▶ **Document text**:
:::

In 2009 Bosman Family Vineyards achieved Fairtrade accreditation and through the premiums they collect from the sale of their Fairtrade wines, the farm has been able to invest in its workers in terms of transport, a pre-school, a computer centre, a clinic, sporting and cultural clubs and so much more.

Petrus proudly shows off the facilities and I get to meet a handful of fresh faced workers who eloquently explain their role on the farm and the training they have received, facilitated by VinPro and various training programmes, to qualify them for their specific positions. The results are everywhere and on all levels. Petrus can remember a time not so long ago when 1 or 2 scholars passed matric. Last year 12 out of 13 candidates matriculated successfully. Row upon row of beautiful worker cottages are surpassed only by their bountiful gardens and there is so much more.

And of course the Bosman Family Vineyards wines can speak for themselves: Platter 2017 awarded 5 stars to their Twyfeling, describing it as a ‘stylish bushvine cinsaut’; and 4 ½ stars to the Optenhorst Chenin Blanc made from a 64 year old vineyard. But this wasn’t just a lucky strike, another 8 wines received 4 stars, proving that this is truly a quality cellar, cocking a snook at the perception that transformation wines are mediocre.

“The secret of our success,” explains Petrus, “is that we believe an inclusive business model is good business for the long term.” 

And his advice to other wine growers? “Don’t feel daunted by the task, just work with the people and institutions that are already in place. Opportunities will come and you will see a difference.”

Meet some of the movers and shakers on the farm that are making a difference on all levels:

Rita Andreas: Drakenstein Municipality: Rural Development
Rita was born and brought up on the farm, beginning adult life as a general worker in the vineyards. But she soon worked her way into the office and became Personnel Manager is 2003. She was the founding chairperson of the Adama Workers Trust but now works at the Drakenstein Municipality where she involves herself in a whole host of community projects on the farms and in the wider community as a mentor and project manager

Natasha Williams: Junior Winemaker
Natasha received her B Sc. Oenology and Viticulture cum laude from Stellenbosch in 2013. She joined the Bosman cellar in 2014, working under Corlea Fourie, Head of Wine and Viticulture.

:::

▶ **Using the information**:
**1)** Using the passage on Bosman Family Vineyards, decide whether each statement agrees with it, answering yes or no and quoting the words that settle it: (a) Bosman Family Vineyards achieved Fairtrade accreditation in 2009. (b) Platter 2017 awarded 5 stars to the Optenhorst Chenin Blanc. (c) Natasha Williams joined the Bosman cellar in 2013.
**2)** Resume the passage on Bosman Family Vineyards, picking up directly after its final sentence.
The records that follow come from a separate source unrelated to the passage on Bosman Family Vineyards.

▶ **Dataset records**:
:::

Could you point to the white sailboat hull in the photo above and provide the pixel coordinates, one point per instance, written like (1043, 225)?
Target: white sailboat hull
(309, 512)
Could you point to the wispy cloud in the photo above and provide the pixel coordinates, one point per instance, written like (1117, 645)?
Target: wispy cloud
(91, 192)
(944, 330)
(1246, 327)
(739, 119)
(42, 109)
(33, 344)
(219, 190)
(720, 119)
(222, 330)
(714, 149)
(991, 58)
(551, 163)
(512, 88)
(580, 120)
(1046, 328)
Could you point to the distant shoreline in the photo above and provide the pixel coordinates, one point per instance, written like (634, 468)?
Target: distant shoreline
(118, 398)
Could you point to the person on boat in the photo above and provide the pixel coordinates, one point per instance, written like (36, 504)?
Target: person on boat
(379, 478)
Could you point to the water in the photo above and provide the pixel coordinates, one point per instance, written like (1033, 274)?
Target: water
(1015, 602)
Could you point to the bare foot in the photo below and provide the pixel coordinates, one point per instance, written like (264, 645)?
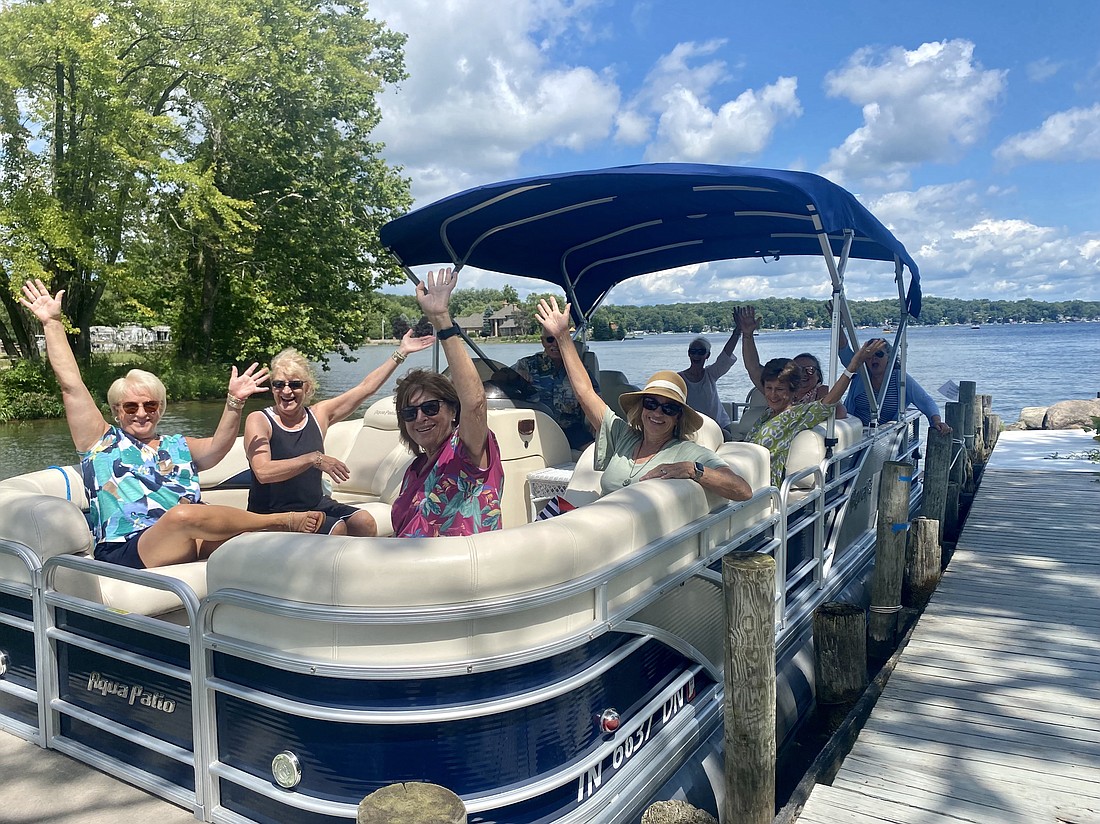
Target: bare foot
(304, 522)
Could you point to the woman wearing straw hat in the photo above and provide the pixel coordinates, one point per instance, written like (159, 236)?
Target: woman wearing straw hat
(652, 442)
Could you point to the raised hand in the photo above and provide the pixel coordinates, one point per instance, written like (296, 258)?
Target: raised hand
(249, 382)
(869, 349)
(36, 300)
(746, 319)
(433, 294)
(552, 319)
(410, 343)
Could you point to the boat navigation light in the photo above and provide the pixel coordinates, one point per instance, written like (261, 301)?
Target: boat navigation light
(286, 769)
(608, 721)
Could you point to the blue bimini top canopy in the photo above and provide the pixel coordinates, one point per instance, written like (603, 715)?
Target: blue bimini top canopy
(587, 231)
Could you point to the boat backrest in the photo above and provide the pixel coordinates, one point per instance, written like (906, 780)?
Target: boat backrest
(612, 386)
(491, 567)
(376, 458)
(750, 461)
(807, 449)
(750, 412)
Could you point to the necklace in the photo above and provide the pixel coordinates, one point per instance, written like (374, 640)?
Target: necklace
(638, 469)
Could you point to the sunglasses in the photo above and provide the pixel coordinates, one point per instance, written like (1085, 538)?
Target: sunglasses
(673, 410)
(430, 409)
(130, 407)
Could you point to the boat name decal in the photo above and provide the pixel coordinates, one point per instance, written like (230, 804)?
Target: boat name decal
(131, 693)
(592, 779)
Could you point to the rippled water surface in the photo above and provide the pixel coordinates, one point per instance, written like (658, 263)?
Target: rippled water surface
(1020, 365)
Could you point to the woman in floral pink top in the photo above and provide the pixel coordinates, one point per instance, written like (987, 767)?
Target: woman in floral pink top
(453, 486)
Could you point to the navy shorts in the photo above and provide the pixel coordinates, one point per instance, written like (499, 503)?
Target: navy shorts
(123, 553)
(334, 512)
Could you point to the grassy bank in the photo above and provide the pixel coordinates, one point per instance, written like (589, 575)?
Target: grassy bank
(29, 389)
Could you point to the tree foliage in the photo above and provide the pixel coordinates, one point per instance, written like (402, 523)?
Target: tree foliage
(208, 164)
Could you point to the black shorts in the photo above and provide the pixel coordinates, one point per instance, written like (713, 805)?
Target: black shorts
(334, 512)
(124, 553)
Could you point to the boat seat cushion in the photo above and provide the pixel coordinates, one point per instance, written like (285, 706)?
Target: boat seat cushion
(452, 571)
(807, 449)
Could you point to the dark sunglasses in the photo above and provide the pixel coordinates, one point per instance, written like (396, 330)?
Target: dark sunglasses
(670, 408)
(430, 409)
(130, 407)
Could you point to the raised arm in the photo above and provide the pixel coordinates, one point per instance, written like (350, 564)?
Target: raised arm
(208, 452)
(339, 407)
(435, 297)
(747, 323)
(836, 392)
(85, 420)
(556, 322)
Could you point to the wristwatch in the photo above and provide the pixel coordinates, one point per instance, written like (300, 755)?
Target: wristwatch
(449, 332)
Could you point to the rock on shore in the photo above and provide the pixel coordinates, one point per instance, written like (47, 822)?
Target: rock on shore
(1063, 415)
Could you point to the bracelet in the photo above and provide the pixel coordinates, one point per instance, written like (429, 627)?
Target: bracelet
(449, 332)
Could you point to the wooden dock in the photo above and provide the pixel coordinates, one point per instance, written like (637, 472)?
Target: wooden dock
(992, 713)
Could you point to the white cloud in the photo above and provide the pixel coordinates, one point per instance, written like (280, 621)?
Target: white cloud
(678, 97)
(966, 252)
(1043, 69)
(483, 89)
(919, 107)
(1068, 135)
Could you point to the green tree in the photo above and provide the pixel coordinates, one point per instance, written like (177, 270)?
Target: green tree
(210, 161)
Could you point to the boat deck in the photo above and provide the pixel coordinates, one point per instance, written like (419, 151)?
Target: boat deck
(993, 711)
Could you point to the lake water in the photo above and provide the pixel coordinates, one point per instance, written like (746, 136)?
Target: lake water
(1018, 364)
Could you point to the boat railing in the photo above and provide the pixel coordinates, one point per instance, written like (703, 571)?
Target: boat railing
(26, 619)
(55, 635)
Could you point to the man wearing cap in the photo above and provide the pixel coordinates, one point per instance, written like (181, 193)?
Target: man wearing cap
(702, 381)
(653, 441)
(546, 372)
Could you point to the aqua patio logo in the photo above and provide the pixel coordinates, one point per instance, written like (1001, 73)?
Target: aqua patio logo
(133, 694)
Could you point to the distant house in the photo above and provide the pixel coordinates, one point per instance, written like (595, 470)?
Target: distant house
(132, 336)
(508, 321)
(103, 339)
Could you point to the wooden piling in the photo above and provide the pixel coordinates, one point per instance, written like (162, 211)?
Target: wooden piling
(937, 463)
(924, 560)
(967, 402)
(749, 588)
(839, 652)
(889, 557)
(411, 803)
(954, 415)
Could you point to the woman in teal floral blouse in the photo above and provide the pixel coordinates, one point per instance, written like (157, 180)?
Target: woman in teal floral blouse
(777, 427)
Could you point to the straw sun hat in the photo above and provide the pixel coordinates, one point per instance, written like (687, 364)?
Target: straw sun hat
(666, 384)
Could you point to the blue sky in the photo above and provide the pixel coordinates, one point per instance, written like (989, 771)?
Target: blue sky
(970, 128)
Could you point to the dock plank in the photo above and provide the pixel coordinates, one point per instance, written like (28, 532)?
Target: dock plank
(993, 711)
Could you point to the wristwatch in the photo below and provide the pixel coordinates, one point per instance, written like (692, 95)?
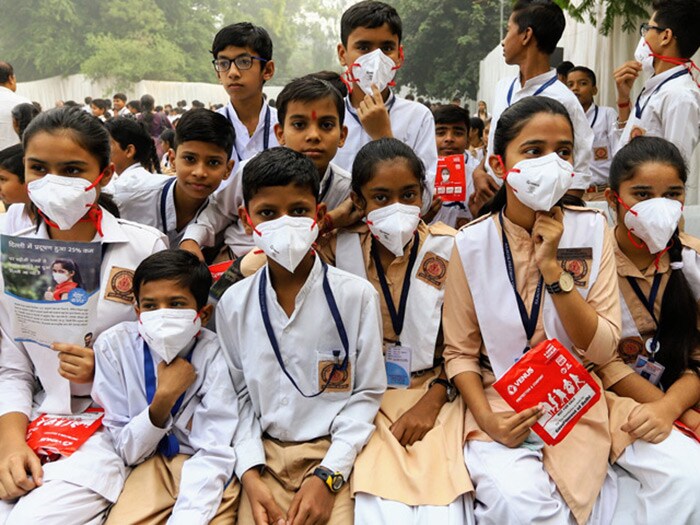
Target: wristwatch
(450, 389)
(564, 285)
(333, 480)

:::

▶ **Responses to the exercise**:
**1)**
(a) Yes: "In 2009 Bosman Family Vineyards achieved Fairtrade accreditation"
(b) No: "4 ½ stars to the Optenhorst Chenin Blanc"
(c) No: "She joined the Bosman cellar in 2014"

**2)**
Mariaan Samuels: Tunnel Manager
Mariaan spent several years managing the chemical store at the nursery before taking over the management of the vine propagation tunnels. She grew up on the farm as her parents are also employed there.

Ruth Faro: Chemical store manager and Youth Mentor
Ruth originally wanted to become a social worker and so studied People-Centred Community Development through UNISA. She was then selected for the work readiness programme presented by the Pinotage Youth Development Academy, an NGO which focusses on skills capacity development within the wine industry. After that she completed the Skills Fusion programme facilitated by VinPro where she learnt about Plant Production amongst other wine industry skills.

She has taken over management of the chemical store at the nursery, but also spends time mentoring the younger workers. So inspired was she with what she learnt at the Pinotage Academy that she is paying it forward as a mentor for the new students of 2017 and serves on the alumni committee.

Vytjie April: Adama Nursery School Principal
Long before Fairtrade, Fytjie ran a crèche on the farm for the workers’ children, pretty much free of charge. She found space in an abandoned parsonage next door to the primary school and looked after about 18 children every day while their parents (and her husband) worked on the farm. 

Fairtrade premiums allowed this informal child-minding group to be expanded into a fully-fledged pre-school with four classes and eight trained teachers in the renovated parsonage which now also houses a clinic, an office for a social worker and a computer centre for the older children to use after school.